## EXERCISE PROMPT
List each of the lines below that contains the string "separated", matching its case exactly.
········
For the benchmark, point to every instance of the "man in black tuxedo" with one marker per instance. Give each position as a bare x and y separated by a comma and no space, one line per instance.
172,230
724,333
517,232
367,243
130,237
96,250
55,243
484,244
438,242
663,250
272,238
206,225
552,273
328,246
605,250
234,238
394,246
········
## COMPLETED TASK
For the benchmark, point to every instance of the "man in black tuxedo" with one marker per instance. Give each position as a bare x and y separated by a comma and no space, one line per instance.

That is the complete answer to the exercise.